Written tasks:
- a) Answer these questions from the pipelining notes:
(i) Which hazard do the notes say should be solved with forwarding where possible?
(ii) What four execution units do the notes list?
(iii) According to the notes, when did Intel finally pipeline the division stage?
- b) Pick up the pipelining notes at their last line and keep writing them.

Page:
- Consider two instructions i and j with i preceding j, eg:
→ Inst(i)
→ Inst(j) j = i+1
- Read After Write
→ instruction j reads source BEFORE instruction i writes.
→ where possible solve using forwarding
- Write after Write
→ Instruction j writes an operand before instruction i writes to the same target
→ left with the wrong operand.
→ problem when multiple pipes exist in the same machine
- Write after Read
→ instruction j writes before instruction i reads
→ results of instruction i based on result of successor instruction j
→ problem with multiple pipes
Pipelining and multicycle operations.
- different operations take a different number of cycles to complete.
- we actually have 4 different execution units:
→ Integer unit
→ FP/integer multiplication
→ FP adder
→ FP/integer divider
- This results in latency: the
→ one less than the number of stages in that part of the pipe
- rRepeat interval: how long you have to wait before releasing another of that type of instruciton
- the division unit is not necessarily pipelined
→ after 2000, intel finally pipelined this stage.

(Some records)
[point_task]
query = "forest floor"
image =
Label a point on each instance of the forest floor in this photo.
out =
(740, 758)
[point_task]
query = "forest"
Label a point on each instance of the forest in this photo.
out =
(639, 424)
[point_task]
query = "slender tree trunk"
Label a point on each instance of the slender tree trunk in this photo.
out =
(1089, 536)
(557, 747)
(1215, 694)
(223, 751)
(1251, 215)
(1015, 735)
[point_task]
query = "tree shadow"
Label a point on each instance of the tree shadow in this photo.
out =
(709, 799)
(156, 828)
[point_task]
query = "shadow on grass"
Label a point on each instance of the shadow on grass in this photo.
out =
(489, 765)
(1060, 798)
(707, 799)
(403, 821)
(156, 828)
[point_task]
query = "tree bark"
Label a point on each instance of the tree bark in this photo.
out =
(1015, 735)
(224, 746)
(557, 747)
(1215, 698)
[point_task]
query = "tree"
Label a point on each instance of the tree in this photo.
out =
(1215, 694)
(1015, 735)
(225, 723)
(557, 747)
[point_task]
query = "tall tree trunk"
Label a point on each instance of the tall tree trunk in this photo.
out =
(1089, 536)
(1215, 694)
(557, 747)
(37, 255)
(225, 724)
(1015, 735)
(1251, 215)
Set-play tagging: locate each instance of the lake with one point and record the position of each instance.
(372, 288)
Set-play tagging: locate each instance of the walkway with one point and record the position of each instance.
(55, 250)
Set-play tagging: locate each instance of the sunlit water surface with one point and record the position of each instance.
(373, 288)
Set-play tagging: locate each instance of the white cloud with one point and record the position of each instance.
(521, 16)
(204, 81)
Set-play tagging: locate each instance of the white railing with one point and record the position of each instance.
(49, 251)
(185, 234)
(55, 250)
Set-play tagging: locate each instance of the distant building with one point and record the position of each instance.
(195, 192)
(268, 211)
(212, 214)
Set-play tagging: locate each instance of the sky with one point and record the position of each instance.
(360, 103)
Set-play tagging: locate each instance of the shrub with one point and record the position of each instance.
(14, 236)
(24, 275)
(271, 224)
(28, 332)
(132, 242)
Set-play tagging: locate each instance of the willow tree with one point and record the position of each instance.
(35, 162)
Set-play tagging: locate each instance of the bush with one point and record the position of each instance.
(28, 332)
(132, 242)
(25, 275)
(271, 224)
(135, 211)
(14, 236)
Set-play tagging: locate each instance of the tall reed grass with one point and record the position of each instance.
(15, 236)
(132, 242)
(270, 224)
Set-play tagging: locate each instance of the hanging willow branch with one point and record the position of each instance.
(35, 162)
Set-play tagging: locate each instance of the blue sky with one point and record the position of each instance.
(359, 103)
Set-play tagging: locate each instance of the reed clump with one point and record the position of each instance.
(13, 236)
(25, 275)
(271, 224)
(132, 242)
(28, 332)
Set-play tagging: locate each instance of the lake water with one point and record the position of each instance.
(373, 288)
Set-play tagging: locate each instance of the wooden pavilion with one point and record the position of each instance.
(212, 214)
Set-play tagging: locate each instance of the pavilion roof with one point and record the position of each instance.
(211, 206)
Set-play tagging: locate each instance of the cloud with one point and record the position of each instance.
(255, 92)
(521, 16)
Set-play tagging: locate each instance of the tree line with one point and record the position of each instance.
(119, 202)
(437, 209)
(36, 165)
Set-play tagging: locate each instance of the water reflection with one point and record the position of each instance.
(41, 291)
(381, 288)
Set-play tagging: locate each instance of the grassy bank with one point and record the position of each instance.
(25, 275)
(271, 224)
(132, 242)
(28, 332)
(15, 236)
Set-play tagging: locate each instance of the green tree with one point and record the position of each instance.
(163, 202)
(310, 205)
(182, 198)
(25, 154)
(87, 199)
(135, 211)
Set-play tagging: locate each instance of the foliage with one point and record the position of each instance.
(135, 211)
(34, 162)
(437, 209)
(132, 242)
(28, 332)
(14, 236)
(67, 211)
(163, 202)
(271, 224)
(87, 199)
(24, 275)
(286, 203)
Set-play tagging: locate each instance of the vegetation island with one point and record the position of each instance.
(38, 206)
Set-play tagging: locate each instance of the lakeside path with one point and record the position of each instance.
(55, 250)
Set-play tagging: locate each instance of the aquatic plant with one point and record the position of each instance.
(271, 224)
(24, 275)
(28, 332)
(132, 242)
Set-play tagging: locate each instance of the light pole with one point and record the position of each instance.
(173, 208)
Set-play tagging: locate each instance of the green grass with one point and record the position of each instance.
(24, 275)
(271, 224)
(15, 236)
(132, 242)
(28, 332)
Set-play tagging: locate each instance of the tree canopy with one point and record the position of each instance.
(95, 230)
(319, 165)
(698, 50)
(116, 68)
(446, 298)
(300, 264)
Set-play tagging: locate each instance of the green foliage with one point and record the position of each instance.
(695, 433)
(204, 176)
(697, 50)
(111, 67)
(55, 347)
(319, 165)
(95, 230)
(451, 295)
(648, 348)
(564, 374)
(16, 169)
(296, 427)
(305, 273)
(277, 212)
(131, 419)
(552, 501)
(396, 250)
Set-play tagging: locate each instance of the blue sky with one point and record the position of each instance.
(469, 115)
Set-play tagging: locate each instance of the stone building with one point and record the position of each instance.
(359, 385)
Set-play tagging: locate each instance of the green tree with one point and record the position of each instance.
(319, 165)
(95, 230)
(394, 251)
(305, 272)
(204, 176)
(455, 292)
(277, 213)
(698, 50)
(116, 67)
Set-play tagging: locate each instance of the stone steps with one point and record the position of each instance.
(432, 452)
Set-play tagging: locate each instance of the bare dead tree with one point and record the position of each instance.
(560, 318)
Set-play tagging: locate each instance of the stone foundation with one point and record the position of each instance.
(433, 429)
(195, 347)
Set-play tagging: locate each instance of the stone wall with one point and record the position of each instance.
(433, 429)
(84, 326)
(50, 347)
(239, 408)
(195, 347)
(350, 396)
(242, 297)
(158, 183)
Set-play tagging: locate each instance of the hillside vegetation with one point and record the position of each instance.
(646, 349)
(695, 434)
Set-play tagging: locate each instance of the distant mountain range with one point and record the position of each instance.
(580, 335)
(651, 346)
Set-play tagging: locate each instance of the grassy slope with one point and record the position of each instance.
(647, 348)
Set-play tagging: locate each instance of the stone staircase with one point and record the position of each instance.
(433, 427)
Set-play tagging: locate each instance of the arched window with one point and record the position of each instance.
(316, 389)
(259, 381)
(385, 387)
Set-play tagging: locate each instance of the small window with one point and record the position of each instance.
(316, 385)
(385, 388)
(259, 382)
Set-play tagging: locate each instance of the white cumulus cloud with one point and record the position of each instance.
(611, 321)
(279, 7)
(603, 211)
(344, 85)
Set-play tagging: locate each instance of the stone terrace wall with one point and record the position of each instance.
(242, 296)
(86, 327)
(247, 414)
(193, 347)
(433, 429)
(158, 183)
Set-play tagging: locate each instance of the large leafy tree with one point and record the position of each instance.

Results for each task:
- a)
(i) Read After Write.
(ii) Integer unit, FP/integer multiplication, FP adder, FP/integer divider.
(iii) After 2000.

- b)
- the integer unit only has one stage
- the multiplication unit has 7 stages and is pipelined
- the FP adder has 4 stages and is pipelined
- the division unit is not pipelined.
In the case of the FP Adder:
IF / ID / A1 / A2 / A3 / A4 / MEM / WB
/ IF / ID / X / X / X / A1 / ...
Latency = # stages - 1
This is the case of a dependency
If there is no dependency, there will be no latency.
Therefore the repeat interval will be 1
( # of stages + 1 ? )
Hazards can actually happen when we consider that execution can take a different number of cycles.
There's a structural hazard that's not represented. There are several instructions trying to do WB and MEM at the same time.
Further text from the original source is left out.